» Textauszug
___

Entscheidungsstichwort (Thema)
Gerichtsstandbestimmung bei kartell- und vertragsrechtlicher Schadensersatzklage gegen Automobil-Konzerngesellschaften
Leitsatz (amtlich)
Eine Gerichtsstandbestimmung gem. § 36 Abs. 1 Nr. 3 ZPO kommt nicht in Betracht, wenn die Antragsgegner nur hinsichtlich eines der in objektiver Klagehäufung verfolgten Streitgegenstände als Streitgenossen verklagt werden (Fortführung von BayObLG, Beschluss vom 3.12.2019 -1 AR 112/19 = BeckRS 31311). Dies ist etwa dann der Fall, wenn der Zessionar mehrerer Zulieferunternehmen einerseits abgetretene Ansprüche wegen der Nichterfüllung vertraglicher Abnahmeverpflichtungen gegen einzelne Konzerngesellschaften eines Automobilkonzerns, andererseits abgetretene deliktische und kartellrechtliche Ansprüche gegen diese und weitere Konzerngesellschaften wegen der sog. "Aussteuerung" aus der Lieferkette geltend macht.

___

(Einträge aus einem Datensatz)
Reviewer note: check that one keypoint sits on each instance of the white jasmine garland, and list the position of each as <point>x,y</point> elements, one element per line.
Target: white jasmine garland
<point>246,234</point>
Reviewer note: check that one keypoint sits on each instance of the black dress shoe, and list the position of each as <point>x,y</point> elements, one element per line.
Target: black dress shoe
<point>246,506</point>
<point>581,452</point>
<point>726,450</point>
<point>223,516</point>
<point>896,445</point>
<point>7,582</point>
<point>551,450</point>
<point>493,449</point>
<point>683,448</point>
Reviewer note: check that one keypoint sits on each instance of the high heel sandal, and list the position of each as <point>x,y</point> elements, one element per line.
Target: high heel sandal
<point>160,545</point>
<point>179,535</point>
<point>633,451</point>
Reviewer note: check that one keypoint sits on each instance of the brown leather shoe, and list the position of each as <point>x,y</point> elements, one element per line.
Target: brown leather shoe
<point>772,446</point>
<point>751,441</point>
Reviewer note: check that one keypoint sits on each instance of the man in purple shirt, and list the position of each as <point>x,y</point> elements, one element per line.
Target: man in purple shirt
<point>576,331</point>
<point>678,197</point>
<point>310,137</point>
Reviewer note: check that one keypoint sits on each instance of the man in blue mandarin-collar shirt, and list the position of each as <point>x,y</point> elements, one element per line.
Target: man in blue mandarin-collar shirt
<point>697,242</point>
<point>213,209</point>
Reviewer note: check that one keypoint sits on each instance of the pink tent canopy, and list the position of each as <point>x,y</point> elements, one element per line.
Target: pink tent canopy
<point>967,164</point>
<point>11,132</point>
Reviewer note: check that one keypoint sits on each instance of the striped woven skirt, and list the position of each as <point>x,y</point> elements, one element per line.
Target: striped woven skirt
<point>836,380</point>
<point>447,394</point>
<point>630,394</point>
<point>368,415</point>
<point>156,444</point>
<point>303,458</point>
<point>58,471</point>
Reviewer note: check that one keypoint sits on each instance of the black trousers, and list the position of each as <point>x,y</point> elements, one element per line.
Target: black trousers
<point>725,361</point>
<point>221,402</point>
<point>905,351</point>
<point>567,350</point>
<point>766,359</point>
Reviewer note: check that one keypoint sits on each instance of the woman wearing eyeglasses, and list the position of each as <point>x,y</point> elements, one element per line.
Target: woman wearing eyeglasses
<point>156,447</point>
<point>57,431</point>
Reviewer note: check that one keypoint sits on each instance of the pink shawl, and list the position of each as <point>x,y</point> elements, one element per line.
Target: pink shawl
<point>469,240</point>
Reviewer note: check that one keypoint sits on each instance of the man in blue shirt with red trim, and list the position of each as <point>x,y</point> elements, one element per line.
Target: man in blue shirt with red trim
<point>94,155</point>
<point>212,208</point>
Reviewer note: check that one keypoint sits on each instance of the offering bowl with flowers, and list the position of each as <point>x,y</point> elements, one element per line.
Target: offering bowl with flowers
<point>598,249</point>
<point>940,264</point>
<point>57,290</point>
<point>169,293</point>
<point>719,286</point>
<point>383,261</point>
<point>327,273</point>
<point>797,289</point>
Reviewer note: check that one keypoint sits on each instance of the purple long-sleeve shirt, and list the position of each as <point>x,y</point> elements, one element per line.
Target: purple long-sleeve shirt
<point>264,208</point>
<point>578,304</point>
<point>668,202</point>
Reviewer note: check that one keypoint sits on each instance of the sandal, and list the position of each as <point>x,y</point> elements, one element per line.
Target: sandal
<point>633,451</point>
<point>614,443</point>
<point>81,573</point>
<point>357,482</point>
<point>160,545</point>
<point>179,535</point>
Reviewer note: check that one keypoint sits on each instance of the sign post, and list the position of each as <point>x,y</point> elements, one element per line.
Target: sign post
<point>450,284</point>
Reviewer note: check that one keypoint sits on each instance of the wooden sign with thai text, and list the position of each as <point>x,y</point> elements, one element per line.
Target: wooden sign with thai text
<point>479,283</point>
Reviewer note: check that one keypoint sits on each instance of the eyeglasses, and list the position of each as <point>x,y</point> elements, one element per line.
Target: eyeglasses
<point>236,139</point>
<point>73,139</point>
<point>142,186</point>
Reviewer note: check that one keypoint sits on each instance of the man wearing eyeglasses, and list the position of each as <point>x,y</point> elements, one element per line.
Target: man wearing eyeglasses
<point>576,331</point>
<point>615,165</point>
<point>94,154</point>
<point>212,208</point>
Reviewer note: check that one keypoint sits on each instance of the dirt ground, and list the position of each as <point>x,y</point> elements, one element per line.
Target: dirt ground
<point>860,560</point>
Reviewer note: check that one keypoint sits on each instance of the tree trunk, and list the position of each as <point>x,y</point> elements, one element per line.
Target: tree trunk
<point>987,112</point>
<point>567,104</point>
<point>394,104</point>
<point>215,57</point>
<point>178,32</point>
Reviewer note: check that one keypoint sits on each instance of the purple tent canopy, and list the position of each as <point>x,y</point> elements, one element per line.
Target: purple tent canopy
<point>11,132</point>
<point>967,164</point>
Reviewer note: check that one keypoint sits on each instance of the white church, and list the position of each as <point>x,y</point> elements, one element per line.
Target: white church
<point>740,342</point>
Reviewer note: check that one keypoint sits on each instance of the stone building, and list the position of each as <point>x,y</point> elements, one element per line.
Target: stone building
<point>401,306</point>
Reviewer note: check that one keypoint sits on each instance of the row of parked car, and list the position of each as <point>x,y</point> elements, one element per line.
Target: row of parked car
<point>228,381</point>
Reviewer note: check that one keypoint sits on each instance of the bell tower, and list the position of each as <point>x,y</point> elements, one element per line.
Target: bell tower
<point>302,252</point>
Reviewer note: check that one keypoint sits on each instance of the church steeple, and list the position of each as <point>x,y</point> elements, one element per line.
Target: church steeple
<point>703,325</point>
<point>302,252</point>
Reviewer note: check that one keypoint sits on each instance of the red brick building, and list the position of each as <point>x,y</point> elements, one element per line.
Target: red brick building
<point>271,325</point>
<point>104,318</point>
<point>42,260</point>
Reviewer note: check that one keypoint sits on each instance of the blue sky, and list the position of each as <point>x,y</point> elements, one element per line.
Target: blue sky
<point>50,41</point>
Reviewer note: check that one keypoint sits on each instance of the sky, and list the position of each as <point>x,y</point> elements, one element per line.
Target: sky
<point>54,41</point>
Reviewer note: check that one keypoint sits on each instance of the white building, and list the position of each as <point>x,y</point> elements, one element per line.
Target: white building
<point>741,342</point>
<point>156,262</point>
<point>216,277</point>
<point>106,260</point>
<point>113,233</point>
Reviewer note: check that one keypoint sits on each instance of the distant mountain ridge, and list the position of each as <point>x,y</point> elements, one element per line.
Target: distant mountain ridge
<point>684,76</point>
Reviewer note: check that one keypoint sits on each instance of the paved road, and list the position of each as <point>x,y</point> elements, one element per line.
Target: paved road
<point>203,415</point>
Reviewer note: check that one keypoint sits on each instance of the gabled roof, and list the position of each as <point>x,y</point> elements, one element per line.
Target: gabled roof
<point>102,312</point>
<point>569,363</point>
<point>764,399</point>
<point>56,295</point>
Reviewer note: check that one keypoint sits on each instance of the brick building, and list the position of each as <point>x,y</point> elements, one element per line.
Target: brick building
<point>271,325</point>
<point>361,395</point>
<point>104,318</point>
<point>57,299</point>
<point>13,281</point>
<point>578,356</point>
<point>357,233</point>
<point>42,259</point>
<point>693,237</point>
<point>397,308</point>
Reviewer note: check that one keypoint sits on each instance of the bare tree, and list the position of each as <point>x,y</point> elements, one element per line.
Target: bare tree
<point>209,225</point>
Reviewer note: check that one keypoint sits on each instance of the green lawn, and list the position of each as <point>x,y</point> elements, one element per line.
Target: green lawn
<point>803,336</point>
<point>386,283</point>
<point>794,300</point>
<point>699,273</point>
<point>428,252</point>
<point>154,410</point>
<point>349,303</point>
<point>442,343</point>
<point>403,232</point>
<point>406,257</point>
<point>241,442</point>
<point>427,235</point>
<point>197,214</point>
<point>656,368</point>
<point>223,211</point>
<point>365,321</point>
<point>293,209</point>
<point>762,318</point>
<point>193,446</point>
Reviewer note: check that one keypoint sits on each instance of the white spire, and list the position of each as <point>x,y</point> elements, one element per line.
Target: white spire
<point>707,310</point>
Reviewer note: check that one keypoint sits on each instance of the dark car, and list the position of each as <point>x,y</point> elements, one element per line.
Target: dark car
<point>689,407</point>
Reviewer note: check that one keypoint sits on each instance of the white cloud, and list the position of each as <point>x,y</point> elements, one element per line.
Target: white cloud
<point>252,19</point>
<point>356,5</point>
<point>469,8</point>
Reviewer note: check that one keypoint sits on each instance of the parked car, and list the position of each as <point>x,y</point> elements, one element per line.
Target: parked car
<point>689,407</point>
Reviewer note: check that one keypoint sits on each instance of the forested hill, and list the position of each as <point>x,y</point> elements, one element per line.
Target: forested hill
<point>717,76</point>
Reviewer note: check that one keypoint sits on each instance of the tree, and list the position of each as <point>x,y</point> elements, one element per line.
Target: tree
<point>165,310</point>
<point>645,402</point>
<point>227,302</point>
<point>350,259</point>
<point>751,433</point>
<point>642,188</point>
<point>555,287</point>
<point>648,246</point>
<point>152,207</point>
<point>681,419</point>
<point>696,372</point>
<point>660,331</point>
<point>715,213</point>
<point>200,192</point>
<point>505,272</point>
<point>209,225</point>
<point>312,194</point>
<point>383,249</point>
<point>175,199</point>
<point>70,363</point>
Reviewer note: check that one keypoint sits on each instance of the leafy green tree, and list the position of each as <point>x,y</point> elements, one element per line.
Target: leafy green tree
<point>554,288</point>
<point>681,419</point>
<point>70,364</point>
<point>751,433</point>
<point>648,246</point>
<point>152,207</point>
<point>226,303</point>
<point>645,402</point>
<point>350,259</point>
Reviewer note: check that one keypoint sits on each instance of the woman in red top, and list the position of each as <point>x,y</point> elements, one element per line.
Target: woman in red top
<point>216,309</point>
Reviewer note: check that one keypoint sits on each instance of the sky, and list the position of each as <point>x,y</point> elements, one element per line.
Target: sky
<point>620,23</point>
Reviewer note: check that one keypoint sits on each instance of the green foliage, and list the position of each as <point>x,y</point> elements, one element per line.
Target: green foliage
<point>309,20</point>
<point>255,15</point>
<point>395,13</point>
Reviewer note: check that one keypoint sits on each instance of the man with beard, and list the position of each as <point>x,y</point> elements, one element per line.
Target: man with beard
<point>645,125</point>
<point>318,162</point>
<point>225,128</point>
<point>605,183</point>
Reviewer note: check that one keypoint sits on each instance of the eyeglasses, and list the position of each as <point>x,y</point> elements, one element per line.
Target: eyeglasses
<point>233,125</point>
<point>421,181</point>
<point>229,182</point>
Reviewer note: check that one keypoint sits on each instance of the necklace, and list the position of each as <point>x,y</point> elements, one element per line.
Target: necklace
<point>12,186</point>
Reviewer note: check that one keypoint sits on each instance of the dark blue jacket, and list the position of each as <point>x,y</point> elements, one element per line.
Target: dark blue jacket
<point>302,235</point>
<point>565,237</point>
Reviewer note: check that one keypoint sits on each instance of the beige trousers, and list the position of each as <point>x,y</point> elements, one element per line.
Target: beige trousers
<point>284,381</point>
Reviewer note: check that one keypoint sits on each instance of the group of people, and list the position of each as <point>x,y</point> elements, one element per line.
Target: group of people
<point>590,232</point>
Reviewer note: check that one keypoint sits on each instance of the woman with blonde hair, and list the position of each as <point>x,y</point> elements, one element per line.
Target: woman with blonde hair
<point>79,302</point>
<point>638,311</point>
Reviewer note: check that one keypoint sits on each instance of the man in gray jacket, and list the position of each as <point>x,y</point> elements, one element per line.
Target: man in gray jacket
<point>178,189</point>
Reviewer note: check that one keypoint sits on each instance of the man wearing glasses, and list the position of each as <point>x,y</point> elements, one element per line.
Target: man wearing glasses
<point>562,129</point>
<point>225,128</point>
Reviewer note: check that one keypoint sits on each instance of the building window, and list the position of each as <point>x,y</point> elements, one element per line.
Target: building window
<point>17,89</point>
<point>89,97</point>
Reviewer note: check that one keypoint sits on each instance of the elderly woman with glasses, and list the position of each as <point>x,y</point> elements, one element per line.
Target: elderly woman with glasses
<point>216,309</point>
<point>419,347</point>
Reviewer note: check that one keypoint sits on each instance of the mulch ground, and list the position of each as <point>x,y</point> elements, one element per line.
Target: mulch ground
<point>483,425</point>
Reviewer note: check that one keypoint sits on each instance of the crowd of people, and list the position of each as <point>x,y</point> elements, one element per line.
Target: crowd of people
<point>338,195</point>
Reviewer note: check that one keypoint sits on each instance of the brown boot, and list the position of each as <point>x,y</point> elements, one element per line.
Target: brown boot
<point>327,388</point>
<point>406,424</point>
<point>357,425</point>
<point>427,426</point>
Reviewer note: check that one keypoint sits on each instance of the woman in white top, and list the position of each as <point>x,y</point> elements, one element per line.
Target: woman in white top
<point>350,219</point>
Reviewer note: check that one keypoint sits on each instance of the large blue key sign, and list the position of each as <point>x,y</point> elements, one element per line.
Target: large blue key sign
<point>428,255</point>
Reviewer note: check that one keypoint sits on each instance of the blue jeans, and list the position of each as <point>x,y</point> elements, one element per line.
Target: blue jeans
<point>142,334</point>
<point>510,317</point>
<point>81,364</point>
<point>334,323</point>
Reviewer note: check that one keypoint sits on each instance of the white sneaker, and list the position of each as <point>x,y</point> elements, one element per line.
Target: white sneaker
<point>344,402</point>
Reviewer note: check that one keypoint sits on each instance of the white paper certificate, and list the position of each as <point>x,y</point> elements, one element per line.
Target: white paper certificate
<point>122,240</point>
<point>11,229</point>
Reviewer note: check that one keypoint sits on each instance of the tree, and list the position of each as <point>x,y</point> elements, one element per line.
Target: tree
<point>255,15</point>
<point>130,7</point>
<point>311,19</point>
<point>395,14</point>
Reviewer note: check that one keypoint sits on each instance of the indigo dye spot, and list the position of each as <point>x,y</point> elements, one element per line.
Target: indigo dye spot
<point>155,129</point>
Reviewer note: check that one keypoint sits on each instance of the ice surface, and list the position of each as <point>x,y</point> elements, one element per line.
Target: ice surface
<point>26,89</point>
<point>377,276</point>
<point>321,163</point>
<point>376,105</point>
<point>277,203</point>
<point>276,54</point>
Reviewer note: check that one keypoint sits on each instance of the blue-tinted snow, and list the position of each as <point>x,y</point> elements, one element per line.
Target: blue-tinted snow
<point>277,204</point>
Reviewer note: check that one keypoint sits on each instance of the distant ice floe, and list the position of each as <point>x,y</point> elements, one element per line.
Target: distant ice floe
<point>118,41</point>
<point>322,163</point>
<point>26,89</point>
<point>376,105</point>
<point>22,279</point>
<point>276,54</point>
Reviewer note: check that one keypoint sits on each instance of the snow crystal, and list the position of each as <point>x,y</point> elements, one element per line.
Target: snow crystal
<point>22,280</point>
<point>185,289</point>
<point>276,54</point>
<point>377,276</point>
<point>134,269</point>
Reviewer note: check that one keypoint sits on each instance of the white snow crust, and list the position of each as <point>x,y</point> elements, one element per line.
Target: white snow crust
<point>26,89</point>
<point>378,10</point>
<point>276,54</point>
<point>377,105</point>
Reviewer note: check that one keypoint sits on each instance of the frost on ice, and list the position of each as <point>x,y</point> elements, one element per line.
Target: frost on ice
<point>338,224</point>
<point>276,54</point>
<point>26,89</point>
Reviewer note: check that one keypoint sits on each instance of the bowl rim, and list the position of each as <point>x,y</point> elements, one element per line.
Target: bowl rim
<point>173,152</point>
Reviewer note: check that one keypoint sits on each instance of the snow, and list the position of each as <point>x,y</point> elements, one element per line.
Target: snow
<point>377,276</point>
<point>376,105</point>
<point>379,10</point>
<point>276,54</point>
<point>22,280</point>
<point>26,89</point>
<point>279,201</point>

___

» Aufgabenliste
#1 Auf welche Vorschrift der ZPO stützt sich die Gerichtsstandbestimmung, um die es im Textauszug geht?
#2 Überarbeite in der Auflistung den Abschnitt, der mit der Zeile beginnt, die „of the beige“ enthält, und mit der Zeile endet, die „<point>419,347</point>“ enthält. Ersetze darin „beige trousers“ durch „khaki trousers“, lass alles andere unverändert und gib nur diesen Abschnitt wieder.
Der Textauszug und die Auflistung sind voneinander unabhängiges Material.

» Antworten
#1 Auf § 36 Abs. 1 Nr. 3 ZPO.

#2
Reviewer note: check that one keypoint sits on each instance of the khaki trousers, and list the position of each as <point>x,y</point> elements, one element per line.
Target: khaki trousers
<point>284,381</point>
Reviewer note: check that one keypoint sits on each instance of the group of people, and list the position of each as <point>x,y</point> elements, one element per line.
Target: group of people
<point>590,232</point>
Reviewer note: check that one keypoint sits on each instance of the woman with blonde hair, and list the position of each as <point>x,y</point> elements, one element per line.
Target: woman with blonde hair
<point>79,302</point>
<point>638,311</point>
Reviewer note: check that one keypoint sits on each instance of the man in gray jacket, and list the position of each as <point>x,y</point> elements, one element per line.
Target: man in gray jacket
<point>178,189</point>
Reviewer note: check that one keypoint sits on each instance of the man wearing glasses, and list the position of each as <point>x,y</point> elements, one element per line.
Target: man wearing glasses
<point>562,129</point>
<point>225,128</point>
Reviewer note: check that one keypoint sits on each instance of the building window, and list the position of each as <point>x,y</point> elements, one element per line.
Target: building window
<point>17,89</point>
<point>89,97</point>
Reviewer note: check that one keypoint sits on each instance of the elderly woman with glasses, and list the position of each as <point>x,y</point> elements, one element per line.
Target: elderly woman with glasses
<point>216,309</point>
<point>419,347</point>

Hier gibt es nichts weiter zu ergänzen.